**WHAT TO PRODUCE:** Output the lines of the entries below as a numbered list, from the line containing "Task: tag every instance of the white" through the line containing "pixel 755 647", both included. Skip blank lines and leave out the pictures.

**AVAILABLE RECORDS:**

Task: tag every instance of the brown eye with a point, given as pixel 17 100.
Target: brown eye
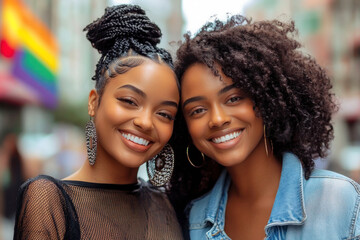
pixel 234 99
pixel 197 111
pixel 165 115
pixel 127 101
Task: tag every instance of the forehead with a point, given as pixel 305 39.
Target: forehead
pixel 198 79
pixel 150 77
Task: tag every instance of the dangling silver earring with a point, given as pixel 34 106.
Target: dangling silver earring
pixel 91 141
pixel 266 144
pixel 160 167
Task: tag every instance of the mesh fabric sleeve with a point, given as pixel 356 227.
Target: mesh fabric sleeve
pixel 45 211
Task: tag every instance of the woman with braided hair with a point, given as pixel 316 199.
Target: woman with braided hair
pixel 132 110
pixel 258 111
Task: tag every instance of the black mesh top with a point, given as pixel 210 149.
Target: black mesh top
pixel 53 209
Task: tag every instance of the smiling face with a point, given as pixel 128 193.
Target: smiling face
pixel 134 119
pixel 220 118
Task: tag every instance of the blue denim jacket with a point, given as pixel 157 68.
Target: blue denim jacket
pixel 324 207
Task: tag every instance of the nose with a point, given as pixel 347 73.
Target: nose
pixel 218 117
pixel 144 120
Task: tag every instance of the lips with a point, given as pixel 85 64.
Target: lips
pixel 227 137
pixel 135 139
pixel 135 142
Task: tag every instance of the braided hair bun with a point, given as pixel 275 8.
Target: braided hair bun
pixel 123 29
pixel 120 23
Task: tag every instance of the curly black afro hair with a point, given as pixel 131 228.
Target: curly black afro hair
pixel 125 37
pixel 290 90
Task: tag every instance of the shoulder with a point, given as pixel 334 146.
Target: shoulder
pixel 42 189
pixel 41 183
pixel 335 196
pixel 205 207
pixel 333 181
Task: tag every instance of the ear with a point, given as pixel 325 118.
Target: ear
pixel 93 102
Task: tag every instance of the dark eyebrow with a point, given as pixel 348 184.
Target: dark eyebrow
pixel 193 99
pixel 138 91
pixel 225 89
pixel 169 103
pixel 135 89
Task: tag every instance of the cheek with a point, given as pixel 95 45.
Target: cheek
pixel 196 128
pixel 165 132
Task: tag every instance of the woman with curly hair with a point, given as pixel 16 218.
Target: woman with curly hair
pixel 258 112
pixel 132 113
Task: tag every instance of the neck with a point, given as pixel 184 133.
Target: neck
pixel 256 178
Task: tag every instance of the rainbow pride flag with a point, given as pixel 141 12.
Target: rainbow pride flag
pixel 31 49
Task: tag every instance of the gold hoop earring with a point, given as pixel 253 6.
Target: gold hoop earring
pixel 192 164
pixel 265 141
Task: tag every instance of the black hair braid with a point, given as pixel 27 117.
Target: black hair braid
pixel 123 29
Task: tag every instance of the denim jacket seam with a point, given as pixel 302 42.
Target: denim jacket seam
pixel 355 185
pixel 355 217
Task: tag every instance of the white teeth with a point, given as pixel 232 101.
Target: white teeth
pixel 227 137
pixel 135 139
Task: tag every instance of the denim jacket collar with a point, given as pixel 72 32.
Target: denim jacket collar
pixel 218 198
pixel 288 208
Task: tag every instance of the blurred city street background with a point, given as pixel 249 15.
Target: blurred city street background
pixel 46 65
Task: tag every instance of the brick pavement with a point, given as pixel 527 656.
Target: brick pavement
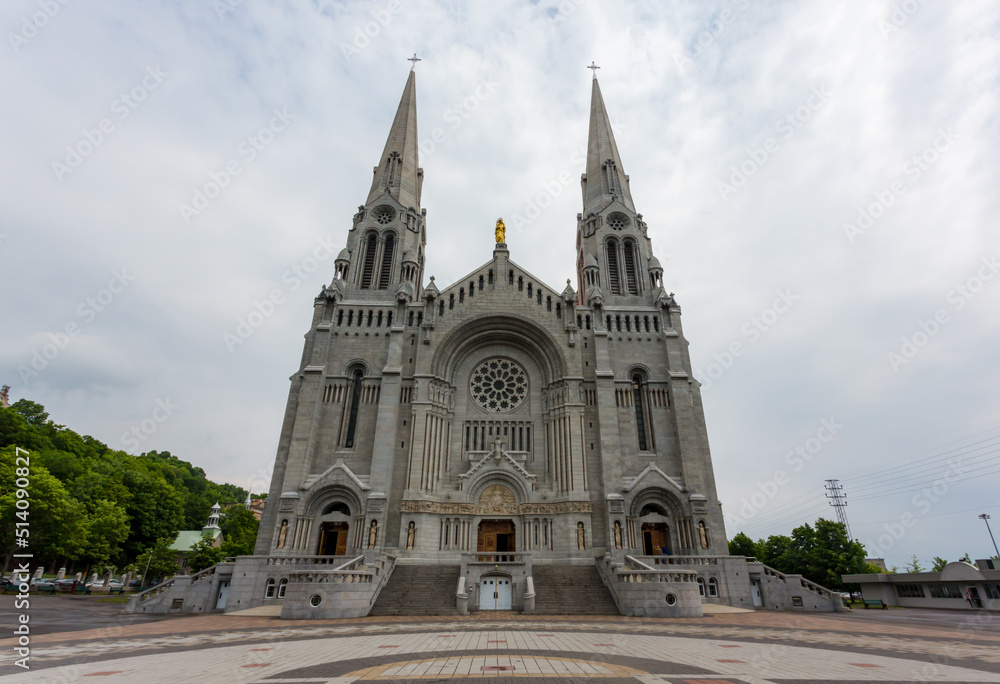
pixel 758 647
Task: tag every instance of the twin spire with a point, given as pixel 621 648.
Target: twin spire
pixel 399 175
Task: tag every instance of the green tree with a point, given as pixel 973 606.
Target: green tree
pixel 33 413
pixel 742 545
pixel 204 555
pixel 159 562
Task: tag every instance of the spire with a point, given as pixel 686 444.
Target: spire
pixel 397 173
pixel 605 179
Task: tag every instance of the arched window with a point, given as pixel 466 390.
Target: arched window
pixel 631 278
pixel 640 418
pixel 352 422
pixel 368 268
pixel 614 278
pixel 387 254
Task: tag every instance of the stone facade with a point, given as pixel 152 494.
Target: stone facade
pixel 498 422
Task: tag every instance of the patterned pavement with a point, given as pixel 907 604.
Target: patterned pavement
pixel 755 647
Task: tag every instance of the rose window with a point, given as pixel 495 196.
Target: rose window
pixel 499 385
pixel 384 215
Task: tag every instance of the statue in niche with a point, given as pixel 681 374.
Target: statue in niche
pixel 282 533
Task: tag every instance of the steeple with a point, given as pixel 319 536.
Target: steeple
pixel 605 179
pixel 398 173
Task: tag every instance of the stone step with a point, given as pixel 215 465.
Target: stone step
pixel 419 590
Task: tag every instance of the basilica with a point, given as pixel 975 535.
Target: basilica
pixel 496 443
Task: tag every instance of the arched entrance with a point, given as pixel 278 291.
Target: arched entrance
pixel 333 539
pixel 333 530
pixel 496 536
pixel 495 593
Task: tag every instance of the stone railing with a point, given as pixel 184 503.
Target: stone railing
pixel 308 560
pixel 635 570
pixel 493 558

**IN RESPONSE:**
1. Task: tag every instance of the white teeth with a point, given as pixel 232 101.
2. Target: white teeth
3. pixel 227 137
4. pixel 135 139
5. Task: tag every instance of the denim jacket collar with a point, given as pixel 72 32.
6. Target: denim jacket collar
7. pixel 218 198
8. pixel 288 208
9. Task: tag every instance of the blurred city street background with a point, given as pixel 249 15.
10. Target: blurred city street background
11. pixel 46 65
12. Task: tag every instance of the brick pavement with a point, given as pixel 527 656.
13. Target: brick pavement
14. pixel 758 647
15. Task: tag every instance of the twin spire with a point, given as pixel 621 648.
16. Target: twin spire
17. pixel 399 175
18. Task: tag every instance of the green tree with a point, given as pixel 973 606.
19. Target: green tree
20. pixel 33 413
21. pixel 742 545
22. pixel 204 555
23. pixel 159 562
24. Task: tag every instance of the spire with a point, given as pixel 686 444.
25. Target: spire
26. pixel 397 173
27. pixel 605 179
28. Task: tag every instance of the arched window with a point, given as pixel 466 390.
29. Target: arched window
30. pixel 631 278
31. pixel 640 418
32. pixel 352 422
33. pixel 368 268
34. pixel 614 278
35. pixel 387 254
36. Task: tag every instance of the stone facade with a point, given as pixel 152 494.
37. Target: stone facade
38. pixel 498 422
39. Task: tag every instance of the patterned pavement with a point, given as pixel 907 604.
40. Target: patterned pavement
41. pixel 755 647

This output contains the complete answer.